***** Исходный текст *****

Если в странах, пришедших к рыночной системе эволюционным путем, крупный капитал выступал локомотивом экономического роста, то в России первоначальное накопление капитала в 1990-х годах осуществлялось через хищнический передел и захват собственности, разбазаривание национальной экономики. Во втором десятилетии новой России разрыв в доходах между богатыми и бедными продолжает углубляться, хотя достаточно отчетливо обозначилась тенденция к консолидации национальной экономики, то есть к постепенному переходу крупного капитала на конструктивный образ действий в стране своего происхождения.

Таким образом, ожидания исторических свершений мирового масштаба кажутся иллюзией. Для них отсутствуют политические и экономические условия. Концептуальная и реально-политическая задача-максимум для России начала XXI века заключается в позиционировании страны как внутренне и внешне стабильной ведущей региональной державы со средними показателями качества жизни населения. Вместе с тем именно такой стиль мышления органически чужд российской ментальности, в которой, естественно, как-то само собой складывается ориентация на стратегическое партнерство с новой старой великой державой Германией, но, несмотря на превосходное качество отношений, не прорисовывается, например, альтернативная опция курса на столь же тесное сотрудничество с нейтральной Австрией. Хотя переход такой крупной страны, как Россия, на позиции нейтралитета придал бы качественно новую динамику этому исключительно позитивному феномену в мировой политике.

Пусть марксизм-ленинизм с его конструкцией "базис-надстройка" уже давно не является определяющей политической доктриной в России, однако состояние общественного сознания, также в международном масштабе, по-прежнему находится вне фокуса концептуального внимания практической политики, которой все еще чуждо восприятие психической реальности как особого измерения бытия. Разумеется, речь идет не об эмпирическом уровне, будь то активное задействование всего инструментария агитации и пропаганды в сфере СМИ или переговорные процессы в рамках межгосударственных отношений.

Проблема стоит острее и объемней. Например, какие есть механизмы и фильтры предупреждения и смягчения последствий ошибок при принятии политических решений и их имплементации? Каково влияние иррациональных факторов на общественное сознание в конкретных социальных организмах, именуемых государствами, нациями, регионами, и различных их совокупностях, вплоть до человечества в целом? Какова вероятность коллективного суицида homo sapiens? Если война есть продолжение политики иными методами, а право - возведенная в закон воля господствующего класса, то какие методы продвижения интересов и какие интересы в международном общении и сознании аналогичны патологическим явлениям в индивидуальной психике? Нуждается ли современная политика в таких дисциплинах, как коллективная психопатология и политическая психопатология?

***** Предоставленные данные *****

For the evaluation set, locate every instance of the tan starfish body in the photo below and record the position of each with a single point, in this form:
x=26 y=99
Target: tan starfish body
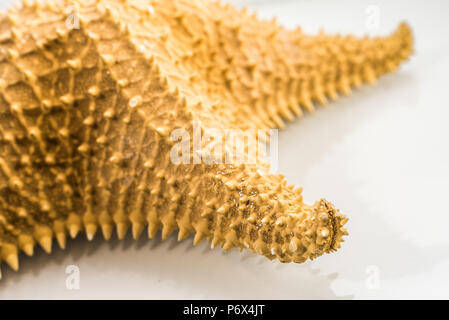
x=86 y=115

*****

Задание: Воспроизведите дословно из исходного текста всё, начиная со слов «Пусть марксизм-ленинизм с» и заканчивая словами «рамках межгосударственных отношений.». Отвечать следует, опираясь только на исходный текст.

Ответ:
Пусть марксизм-ленинизм с его конструкцией "базис-надстройка" уже давно не является определяющей политической доктриной в России, однако состояние общественного сознания, также в международном масштабе, по-прежнему находится вне фокуса концептуального внимания практической политики, которой все еще чуждо восприятие психической реальности как особого измерения бытия. Разумеется, речь идет не об эмпирическом уровне, будь то активное задействование всего инструментария агитации и пропаганды в сфере СМИ или переговорные процессы в рамках межгосударственных отношений.